* Goal of the exercise
All that should be output is the block of lines below from the line with "Target: thin branch" to the line with "x=120 y=435", both included, exactly as written.

= = =

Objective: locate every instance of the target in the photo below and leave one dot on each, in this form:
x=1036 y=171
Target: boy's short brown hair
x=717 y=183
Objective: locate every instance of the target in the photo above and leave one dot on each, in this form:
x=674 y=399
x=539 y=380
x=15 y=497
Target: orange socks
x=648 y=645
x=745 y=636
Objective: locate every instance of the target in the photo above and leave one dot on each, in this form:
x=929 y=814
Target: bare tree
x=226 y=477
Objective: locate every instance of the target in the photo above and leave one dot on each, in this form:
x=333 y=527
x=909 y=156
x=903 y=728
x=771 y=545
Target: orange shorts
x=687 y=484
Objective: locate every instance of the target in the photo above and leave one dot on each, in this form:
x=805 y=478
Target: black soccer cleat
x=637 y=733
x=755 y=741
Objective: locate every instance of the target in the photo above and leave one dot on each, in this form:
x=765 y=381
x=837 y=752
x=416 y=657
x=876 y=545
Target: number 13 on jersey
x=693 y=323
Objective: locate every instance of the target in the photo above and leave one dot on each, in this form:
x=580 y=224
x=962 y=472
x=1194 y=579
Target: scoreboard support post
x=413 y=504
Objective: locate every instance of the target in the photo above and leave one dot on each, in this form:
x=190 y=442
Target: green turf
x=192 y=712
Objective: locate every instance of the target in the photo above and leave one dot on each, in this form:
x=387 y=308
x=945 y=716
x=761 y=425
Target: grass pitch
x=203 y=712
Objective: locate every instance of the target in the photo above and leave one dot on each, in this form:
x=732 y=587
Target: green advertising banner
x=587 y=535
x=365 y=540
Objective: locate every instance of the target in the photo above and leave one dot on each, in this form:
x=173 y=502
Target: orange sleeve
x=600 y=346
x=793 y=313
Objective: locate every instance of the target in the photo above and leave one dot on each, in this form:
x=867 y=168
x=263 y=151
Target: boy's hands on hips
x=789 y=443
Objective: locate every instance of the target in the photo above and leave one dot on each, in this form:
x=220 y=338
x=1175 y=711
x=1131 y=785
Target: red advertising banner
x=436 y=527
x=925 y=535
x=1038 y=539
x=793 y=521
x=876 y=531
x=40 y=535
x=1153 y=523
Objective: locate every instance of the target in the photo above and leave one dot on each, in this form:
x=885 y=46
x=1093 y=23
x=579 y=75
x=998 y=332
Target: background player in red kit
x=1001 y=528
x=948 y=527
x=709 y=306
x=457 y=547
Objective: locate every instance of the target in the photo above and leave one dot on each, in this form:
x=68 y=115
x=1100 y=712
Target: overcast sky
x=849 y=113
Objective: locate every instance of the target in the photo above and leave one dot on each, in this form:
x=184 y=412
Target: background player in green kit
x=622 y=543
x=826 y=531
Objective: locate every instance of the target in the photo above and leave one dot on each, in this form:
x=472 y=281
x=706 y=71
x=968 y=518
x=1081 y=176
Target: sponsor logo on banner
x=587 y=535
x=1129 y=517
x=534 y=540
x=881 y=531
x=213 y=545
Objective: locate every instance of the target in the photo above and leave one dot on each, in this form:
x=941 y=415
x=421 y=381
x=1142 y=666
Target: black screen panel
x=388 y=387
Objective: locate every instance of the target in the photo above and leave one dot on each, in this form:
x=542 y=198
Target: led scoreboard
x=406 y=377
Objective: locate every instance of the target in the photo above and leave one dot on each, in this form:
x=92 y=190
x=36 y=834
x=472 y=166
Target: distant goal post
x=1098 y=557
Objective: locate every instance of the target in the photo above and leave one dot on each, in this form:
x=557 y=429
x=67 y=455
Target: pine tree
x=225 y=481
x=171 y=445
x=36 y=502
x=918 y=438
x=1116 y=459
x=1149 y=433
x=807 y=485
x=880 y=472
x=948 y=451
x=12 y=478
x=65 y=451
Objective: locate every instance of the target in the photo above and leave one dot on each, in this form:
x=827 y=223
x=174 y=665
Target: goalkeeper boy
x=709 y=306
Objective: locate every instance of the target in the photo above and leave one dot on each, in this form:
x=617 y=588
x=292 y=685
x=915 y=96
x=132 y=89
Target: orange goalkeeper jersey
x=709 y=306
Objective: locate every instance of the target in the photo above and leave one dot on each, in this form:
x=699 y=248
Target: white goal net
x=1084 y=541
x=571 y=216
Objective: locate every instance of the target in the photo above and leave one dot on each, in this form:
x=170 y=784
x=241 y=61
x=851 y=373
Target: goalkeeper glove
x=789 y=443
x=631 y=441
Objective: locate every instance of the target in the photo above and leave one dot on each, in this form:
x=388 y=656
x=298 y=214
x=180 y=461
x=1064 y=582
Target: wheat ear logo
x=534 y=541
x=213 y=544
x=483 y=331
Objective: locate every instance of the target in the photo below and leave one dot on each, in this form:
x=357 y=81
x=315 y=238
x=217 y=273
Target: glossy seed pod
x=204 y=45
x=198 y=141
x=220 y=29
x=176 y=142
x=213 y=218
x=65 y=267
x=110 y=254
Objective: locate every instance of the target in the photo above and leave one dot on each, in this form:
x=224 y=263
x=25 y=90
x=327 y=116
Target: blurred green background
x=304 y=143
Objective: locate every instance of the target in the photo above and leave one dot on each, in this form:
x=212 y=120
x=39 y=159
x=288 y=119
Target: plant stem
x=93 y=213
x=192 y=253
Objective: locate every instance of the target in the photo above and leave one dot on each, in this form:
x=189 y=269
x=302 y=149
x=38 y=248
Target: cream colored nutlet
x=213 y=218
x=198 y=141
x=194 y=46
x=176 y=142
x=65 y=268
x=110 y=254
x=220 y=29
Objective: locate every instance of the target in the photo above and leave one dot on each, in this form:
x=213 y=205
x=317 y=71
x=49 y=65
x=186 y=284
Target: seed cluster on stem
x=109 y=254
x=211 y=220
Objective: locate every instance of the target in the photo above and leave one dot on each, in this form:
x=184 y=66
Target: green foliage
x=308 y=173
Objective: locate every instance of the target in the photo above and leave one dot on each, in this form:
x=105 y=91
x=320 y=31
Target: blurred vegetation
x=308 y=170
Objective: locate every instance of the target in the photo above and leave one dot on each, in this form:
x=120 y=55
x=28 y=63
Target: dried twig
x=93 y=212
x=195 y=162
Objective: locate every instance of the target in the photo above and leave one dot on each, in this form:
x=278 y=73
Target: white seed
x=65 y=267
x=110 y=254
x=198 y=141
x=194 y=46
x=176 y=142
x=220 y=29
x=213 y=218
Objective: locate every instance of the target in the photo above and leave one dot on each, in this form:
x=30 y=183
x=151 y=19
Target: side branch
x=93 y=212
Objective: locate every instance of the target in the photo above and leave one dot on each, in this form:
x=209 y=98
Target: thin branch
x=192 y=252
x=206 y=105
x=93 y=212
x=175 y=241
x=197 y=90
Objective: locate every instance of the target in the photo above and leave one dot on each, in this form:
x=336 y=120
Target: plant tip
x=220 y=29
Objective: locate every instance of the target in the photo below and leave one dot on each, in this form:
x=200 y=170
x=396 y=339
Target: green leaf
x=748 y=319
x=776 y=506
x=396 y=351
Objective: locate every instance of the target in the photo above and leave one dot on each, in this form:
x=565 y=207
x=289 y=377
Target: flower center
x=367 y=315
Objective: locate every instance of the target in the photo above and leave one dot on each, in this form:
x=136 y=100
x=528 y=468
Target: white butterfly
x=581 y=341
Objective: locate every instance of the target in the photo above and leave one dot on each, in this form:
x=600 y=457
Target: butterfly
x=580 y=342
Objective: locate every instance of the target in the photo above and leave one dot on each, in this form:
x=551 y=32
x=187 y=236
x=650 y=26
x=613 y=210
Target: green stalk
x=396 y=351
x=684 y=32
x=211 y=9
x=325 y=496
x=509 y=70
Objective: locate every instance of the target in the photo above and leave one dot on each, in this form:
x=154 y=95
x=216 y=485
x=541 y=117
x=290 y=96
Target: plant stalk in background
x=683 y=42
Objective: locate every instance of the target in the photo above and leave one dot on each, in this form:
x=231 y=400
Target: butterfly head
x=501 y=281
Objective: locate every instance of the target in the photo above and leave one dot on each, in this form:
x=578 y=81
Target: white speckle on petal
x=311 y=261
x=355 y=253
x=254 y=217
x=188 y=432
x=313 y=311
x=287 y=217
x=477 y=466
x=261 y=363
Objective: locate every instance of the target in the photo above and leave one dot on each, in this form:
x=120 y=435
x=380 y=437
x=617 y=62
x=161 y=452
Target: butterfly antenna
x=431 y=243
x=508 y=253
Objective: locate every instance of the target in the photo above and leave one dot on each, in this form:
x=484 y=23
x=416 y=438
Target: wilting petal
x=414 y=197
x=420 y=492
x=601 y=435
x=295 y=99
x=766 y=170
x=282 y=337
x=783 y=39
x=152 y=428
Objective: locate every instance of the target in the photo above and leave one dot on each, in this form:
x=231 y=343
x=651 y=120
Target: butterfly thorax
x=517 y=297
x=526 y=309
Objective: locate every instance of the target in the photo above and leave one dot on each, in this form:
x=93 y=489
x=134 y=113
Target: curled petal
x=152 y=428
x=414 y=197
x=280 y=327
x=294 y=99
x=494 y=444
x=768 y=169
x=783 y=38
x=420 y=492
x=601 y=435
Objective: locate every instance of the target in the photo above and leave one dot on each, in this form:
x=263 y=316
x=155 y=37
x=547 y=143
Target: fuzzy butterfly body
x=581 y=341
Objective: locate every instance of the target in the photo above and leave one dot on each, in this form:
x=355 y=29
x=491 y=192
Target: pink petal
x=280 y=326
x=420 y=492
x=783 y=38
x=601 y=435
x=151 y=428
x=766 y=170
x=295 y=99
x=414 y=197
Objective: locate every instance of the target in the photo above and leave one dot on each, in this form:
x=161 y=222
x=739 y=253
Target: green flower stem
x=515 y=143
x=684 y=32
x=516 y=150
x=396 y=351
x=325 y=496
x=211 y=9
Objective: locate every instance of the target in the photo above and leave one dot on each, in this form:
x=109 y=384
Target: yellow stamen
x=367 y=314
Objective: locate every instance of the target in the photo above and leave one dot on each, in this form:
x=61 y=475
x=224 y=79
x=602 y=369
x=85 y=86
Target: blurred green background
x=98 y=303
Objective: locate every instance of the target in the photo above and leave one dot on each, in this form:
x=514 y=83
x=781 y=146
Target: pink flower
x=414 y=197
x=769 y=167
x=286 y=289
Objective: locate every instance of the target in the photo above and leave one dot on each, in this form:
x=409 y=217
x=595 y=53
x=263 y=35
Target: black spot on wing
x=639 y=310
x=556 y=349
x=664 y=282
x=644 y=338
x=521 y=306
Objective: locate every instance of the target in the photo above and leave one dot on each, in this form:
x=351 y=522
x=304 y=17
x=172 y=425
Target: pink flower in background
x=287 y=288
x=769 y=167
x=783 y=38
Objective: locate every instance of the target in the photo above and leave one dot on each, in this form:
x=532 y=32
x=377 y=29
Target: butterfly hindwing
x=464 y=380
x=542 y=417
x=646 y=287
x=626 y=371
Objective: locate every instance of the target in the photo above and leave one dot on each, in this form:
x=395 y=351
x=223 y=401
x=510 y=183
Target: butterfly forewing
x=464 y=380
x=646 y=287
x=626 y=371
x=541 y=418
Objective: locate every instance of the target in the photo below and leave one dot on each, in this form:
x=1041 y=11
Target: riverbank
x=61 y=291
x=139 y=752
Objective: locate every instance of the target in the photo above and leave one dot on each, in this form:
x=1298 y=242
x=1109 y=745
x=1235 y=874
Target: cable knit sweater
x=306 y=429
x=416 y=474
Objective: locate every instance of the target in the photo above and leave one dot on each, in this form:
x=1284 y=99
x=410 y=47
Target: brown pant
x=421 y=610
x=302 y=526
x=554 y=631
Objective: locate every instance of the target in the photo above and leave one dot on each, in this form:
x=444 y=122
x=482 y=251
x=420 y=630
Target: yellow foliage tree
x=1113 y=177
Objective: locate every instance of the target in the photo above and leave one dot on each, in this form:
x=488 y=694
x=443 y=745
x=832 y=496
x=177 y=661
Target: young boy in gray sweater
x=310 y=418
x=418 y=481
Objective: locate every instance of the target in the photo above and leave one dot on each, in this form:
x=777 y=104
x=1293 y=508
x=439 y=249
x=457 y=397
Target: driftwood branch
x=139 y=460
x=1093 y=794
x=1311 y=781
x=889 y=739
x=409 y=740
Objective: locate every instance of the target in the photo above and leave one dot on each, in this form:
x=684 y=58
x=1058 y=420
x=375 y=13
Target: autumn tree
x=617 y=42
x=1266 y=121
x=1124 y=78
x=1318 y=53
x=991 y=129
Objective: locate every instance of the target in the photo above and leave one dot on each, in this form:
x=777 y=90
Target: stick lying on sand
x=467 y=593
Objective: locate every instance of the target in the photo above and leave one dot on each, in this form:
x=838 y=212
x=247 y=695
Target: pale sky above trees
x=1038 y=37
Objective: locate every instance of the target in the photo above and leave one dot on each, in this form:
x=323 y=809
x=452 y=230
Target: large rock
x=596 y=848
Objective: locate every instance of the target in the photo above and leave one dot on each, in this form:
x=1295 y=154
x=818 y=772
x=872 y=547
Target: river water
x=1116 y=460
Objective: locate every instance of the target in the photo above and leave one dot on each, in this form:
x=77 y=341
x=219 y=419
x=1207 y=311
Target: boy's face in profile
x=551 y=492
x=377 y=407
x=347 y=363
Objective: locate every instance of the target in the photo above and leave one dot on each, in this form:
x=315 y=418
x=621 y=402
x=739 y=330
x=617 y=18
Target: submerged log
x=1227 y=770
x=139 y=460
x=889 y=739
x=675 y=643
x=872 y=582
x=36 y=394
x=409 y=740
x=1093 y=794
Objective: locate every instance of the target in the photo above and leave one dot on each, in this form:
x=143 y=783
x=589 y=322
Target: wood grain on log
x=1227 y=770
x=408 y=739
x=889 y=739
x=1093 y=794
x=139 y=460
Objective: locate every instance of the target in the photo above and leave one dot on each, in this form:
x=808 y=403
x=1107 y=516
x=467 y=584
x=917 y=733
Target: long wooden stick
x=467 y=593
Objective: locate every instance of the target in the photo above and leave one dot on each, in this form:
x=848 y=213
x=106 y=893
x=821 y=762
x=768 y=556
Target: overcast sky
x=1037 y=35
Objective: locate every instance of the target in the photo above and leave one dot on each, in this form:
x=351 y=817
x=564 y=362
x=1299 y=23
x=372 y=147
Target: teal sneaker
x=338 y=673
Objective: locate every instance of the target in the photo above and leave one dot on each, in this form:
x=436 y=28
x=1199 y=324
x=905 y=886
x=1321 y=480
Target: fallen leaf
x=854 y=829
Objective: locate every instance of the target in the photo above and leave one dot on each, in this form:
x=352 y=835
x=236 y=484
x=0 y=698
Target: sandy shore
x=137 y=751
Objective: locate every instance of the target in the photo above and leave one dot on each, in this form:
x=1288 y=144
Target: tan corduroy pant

= = =

* Output of the task
Target: thin branch
x=192 y=252
x=206 y=105
x=93 y=212
x=175 y=241
x=197 y=90
Objective: locate every instance of the target in the photo above and leave one dot on each, in this form:
x=336 y=120
Target: plant tip
x=220 y=29
Objective: locate every instance of the target in the photo below and leave one dot on each, in this form:
x=200 y=170
x=396 y=339
Target: green leaf
x=748 y=319
x=776 y=506
x=396 y=351
Objective: locate every instance of the target in the photo above and leave one dot on each, in this form:
x=565 y=207
x=289 y=377
Target: flower center
x=367 y=315
Objective: locate every instance of the target in the photo above and leave one dot on each, in this form:
x=136 y=100
x=528 y=468
Target: white butterfly
x=581 y=341
Objective: locate every instance of the target in the photo above and leave one dot on each, in this form:
x=600 y=457
Target: butterfly
x=580 y=342
Objective: locate every instance of the target in the photo above and leave one dot on each, in this form:
x=551 y=32
x=187 y=236
x=650 y=26
x=613 y=210
Target: green stalk
x=396 y=351
x=684 y=32
x=211 y=9
x=325 y=496
x=509 y=70
Objective: locate every instance of the target in the photo above and leave one dot on each, in this form:
x=154 y=95
x=216 y=485
x=541 y=117
x=290 y=96
Target: plant stalk in background
x=683 y=42
Objective: locate every instance of the target in the photo above and leave one dot on each, in this form:
x=231 y=400
Target: butterfly head
x=501 y=281
Objective: locate every instance of the target in the photo above and leave one dot on each, in this form:
x=578 y=81
Target: white speckle on petal
x=311 y=261
x=355 y=253
x=254 y=217
x=188 y=432
x=313 y=311
x=287 y=217
x=477 y=466
x=261 y=363
Objective: locate every instance of the target in the photo above and leave one dot on each, in this form:
x=120 y=435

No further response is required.